◆ Directions: Output the records exactly as they appear, with no pictures included.

◆ Given records:
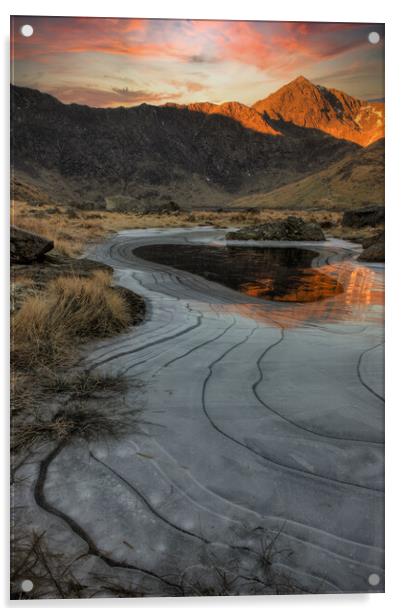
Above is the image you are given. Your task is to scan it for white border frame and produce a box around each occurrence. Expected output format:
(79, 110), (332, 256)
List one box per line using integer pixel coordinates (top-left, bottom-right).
(2, 1), (400, 613)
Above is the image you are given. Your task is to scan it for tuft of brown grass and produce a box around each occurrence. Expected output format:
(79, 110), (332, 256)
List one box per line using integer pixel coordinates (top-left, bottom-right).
(12, 401), (140, 451)
(11, 271), (131, 369)
(11, 373), (38, 415)
(40, 369), (130, 399)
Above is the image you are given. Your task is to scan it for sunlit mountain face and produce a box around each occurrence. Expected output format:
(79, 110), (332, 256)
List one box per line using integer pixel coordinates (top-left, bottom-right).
(252, 76), (384, 146)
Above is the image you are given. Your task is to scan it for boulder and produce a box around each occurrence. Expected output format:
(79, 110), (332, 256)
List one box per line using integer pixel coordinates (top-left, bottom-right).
(320, 220), (335, 229)
(362, 230), (384, 249)
(226, 216), (325, 241)
(342, 205), (384, 228)
(358, 231), (385, 262)
(11, 226), (54, 263)
(358, 242), (384, 263)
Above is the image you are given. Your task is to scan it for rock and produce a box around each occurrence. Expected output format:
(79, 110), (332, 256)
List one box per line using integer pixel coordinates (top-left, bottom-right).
(11, 226), (54, 263)
(358, 231), (384, 262)
(321, 220), (334, 229)
(362, 230), (384, 249)
(342, 205), (384, 228)
(226, 216), (325, 241)
(358, 242), (384, 263)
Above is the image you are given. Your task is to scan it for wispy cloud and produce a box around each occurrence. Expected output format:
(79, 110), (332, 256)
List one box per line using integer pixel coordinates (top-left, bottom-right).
(47, 85), (182, 107)
(10, 17), (385, 105)
(168, 79), (206, 93)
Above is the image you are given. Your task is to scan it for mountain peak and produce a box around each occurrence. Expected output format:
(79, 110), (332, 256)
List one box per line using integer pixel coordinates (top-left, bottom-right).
(252, 78), (384, 146)
(291, 75), (312, 85)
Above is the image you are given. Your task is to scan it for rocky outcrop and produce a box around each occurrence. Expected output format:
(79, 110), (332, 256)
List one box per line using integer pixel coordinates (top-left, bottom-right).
(358, 242), (384, 263)
(362, 230), (385, 249)
(342, 206), (384, 228)
(358, 230), (385, 262)
(11, 226), (54, 263)
(226, 216), (325, 242)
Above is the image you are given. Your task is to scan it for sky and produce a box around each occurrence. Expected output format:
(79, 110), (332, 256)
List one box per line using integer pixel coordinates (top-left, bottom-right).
(10, 17), (385, 108)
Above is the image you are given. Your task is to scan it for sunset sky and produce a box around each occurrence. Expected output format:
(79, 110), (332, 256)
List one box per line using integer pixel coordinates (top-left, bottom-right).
(10, 17), (384, 108)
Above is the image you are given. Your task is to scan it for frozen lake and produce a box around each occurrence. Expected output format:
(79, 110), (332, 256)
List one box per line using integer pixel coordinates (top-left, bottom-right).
(17, 227), (384, 596)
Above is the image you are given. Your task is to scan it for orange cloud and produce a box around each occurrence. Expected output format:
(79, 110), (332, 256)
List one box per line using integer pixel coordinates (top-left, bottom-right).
(11, 16), (201, 63)
(46, 84), (182, 107)
(10, 17), (384, 105)
(218, 21), (274, 69)
(169, 79), (205, 93)
(11, 17), (380, 70)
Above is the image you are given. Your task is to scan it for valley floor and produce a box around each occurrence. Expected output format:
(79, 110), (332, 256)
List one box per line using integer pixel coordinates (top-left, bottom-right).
(11, 227), (384, 597)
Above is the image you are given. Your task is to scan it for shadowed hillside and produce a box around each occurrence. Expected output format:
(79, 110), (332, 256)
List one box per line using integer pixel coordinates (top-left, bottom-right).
(232, 139), (384, 210)
(11, 84), (360, 210)
(11, 77), (384, 211)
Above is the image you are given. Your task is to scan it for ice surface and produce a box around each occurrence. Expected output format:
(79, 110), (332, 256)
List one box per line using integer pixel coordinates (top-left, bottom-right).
(14, 228), (384, 596)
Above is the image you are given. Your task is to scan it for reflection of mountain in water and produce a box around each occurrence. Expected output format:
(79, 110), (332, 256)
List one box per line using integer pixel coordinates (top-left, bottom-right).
(240, 269), (344, 302)
(216, 262), (384, 328)
(134, 244), (344, 303)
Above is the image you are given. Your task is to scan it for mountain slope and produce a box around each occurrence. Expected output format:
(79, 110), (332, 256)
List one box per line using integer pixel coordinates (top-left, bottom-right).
(167, 100), (281, 135)
(11, 84), (360, 209)
(253, 76), (384, 147)
(232, 138), (384, 210)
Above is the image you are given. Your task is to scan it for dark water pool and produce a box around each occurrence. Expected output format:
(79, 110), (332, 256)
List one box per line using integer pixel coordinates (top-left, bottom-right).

◆ Finished task:
Above is the image you are given. Your task is to scan it for white border frame and produce a box around each occurrence. Expected output format:
(79, 110), (332, 256)
List one box per line using integer pixel coordinates (top-left, bottom-right).
(2, 1), (400, 613)
Above is the image you are given. Your task is to scan it for tuft of brown grass and produce a box around each occurrence. Expected output format:
(79, 110), (332, 256)
List one box per line using integer pixel coordinates (top-left, bottom-right).
(12, 401), (140, 451)
(11, 271), (131, 369)
(11, 373), (38, 415)
(40, 369), (130, 399)
Above is the image you are given. Your task is to scan it for sunlit mountain face and produce a box around each occurrence. Expected output format:
(79, 110), (332, 256)
List one box per line using integer pixel coordinates (top-left, bottom-right).
(252, 76), (384, 146)
Above is the image you are given. Your task is to scan it for boulder and produce a box around each occurrence. Expected output format:
(79, 110), (332, 256)
List one box per line using integer pixel coordinates (top-left, bottom-right).
(320, 220), (335, 229)
(362, 230), (384, 249)
(226, 216), (325, 241)
(342, 205), (384, 228)
(358, 231), (385, 262)
(11, 226), (54, 263)
(358, 242), (384, 263)
Above is the image you are given. Your task is to scan it for rock and produce a box around each occurrence. Expected output format:
(79, 110), (332, 256)
List one box per line using integer pixel coordinates (top-left, bottom-right).
(11, 226), (54, 263)
(358, 231), (384, 262)
(321, 220), (334, 229)
(362, 230), (384, 249)
(342, 205), (384, 228)
(226, 216), (325, 241)
(358, 242), (384, 263)
Above is the image you are given. Your task is to scan it for wispy cloud and produce a box around each occurrence. Expected output format:
(79, 110), (332, 256)
List one box per line using integer pixel coordinates (top-left, bottom-right).
(47, 85), (182, 107)
(10, 17), (385, 105)
(168, 79), (206, 93)
Above is the image you are given. Your task is to scan it for mountain peak and produce a box around each occurrence. Expected output format:
(79, 110), (332, 256)
List one box per line using integer pixel coordinates (top-left, bottom-right).
(252, 78), (384, 146)
(291, 75), (312, 85)
Above is the image you are given. Your task is to scan it for rocky outcrop and produce a box around each occurrence. Expected output format:
(79, 110), (332, 256)
List one box per line using integer pixel coordinates (top-left, bottom-right).
(358, 242), (384, 263)
(362, 230), (385, 249)
(342, 206), (384, 228)
(358, 230), (385, 262)
(11, 226), (54, 263)
(226, 216), (325, 242)
Above is the image you are given. Your task is to scan it for sky and produce a box around each occurrence. Expected output format:
(79, 110), (332, 256)
List one box per line using integer pixel coordinates (top-left, bottom-right).
(10, 17), (385, 108)
Above is the image you are given. Your task is to scan it for sunset sky and produce a box around each occurrence. Expected output format:
(79, 110), (332, 256)
List one box per line using integer pixel coordinates (top-left, bottom-right).
(10, 17), (384, 108)
Above is the image you are given. Your task is to scan it for frozen lake and produce a box around each occurrence. Expected output format:
(79, 110), (332, 256)
List one box per line using integer pixel coordinates (top-left, bottom-right).
(17, 227), (384, 596)
Above is the image you are given. Your task is to scan it for orange cloud and produce a box around each occurrence. Expected output format:
(79, 110), (332, 256)
List one box per line using integer pixel coordinates (top-left, bottom-right).
(11, 16), (201, 63)
(46, 84), (182, 107)
(10, 17), (384, 105)
(218, 21), (274, 69)
(169, 79), (205, 93)
(11, 17), (380, 70)
Above is the image you are given. Your task is to scan it for valley floor and produce a box around each occurrence. Expected output format:
(79, 110), (332, 256)
List one box per line using integer pixel coordinates (top-left, bottom-right).
(11, 227), (384, 597)
Above is the image you are given. Your task is to scan it for shadowed hillside and produce a box around each occurrence. Expected output format:
(79, 110), (332, 256)
List one box per line using integer pixel coordinates (top-left, bottom-right).
(232, 139), (384, 210)
(11, 84), (360, 210)
(11, 77), (384, 211)
Above is the image you are given. Your task is to scan it for ice surface and produce a box around each occurrence. Expected output format:
(79, 110), (332, 256)
List one box per line using integer pixel coordinates (top-left, bottom-right).
(14, 228), (384, 596)
Above is the image you are given. Your task is to scan it for reflection of mountain in water and produce a box around each occurrence. Expected output format:
(79, 110), (332, 256)
List one box per line using integer pixel coordinates (top-left, bottom-right).
(240, 269), (344, 302)
(216, 262), (384, 328)
(134, 244), (344, 303)
Above is the image you are given. Your task is to scan it for mountain slope and produce a box around each occurrence. Expected output format:
(79, 110), (332, 256)
List one box per line using integer pixel coordinates (top-left, bottom-right).
(167, 100), (281, 135)
(11, 84), (360, 209)
(253, 76), (384, 147)
(232, 138), (384, 210)
Above is the image you are given. Your task is to scan it for dark water pool and produce a box around each occurrence. Expected output format:
(79, 110), (332, 256)
List one box per line using integer pixel coordinates (top-left, bottom-right).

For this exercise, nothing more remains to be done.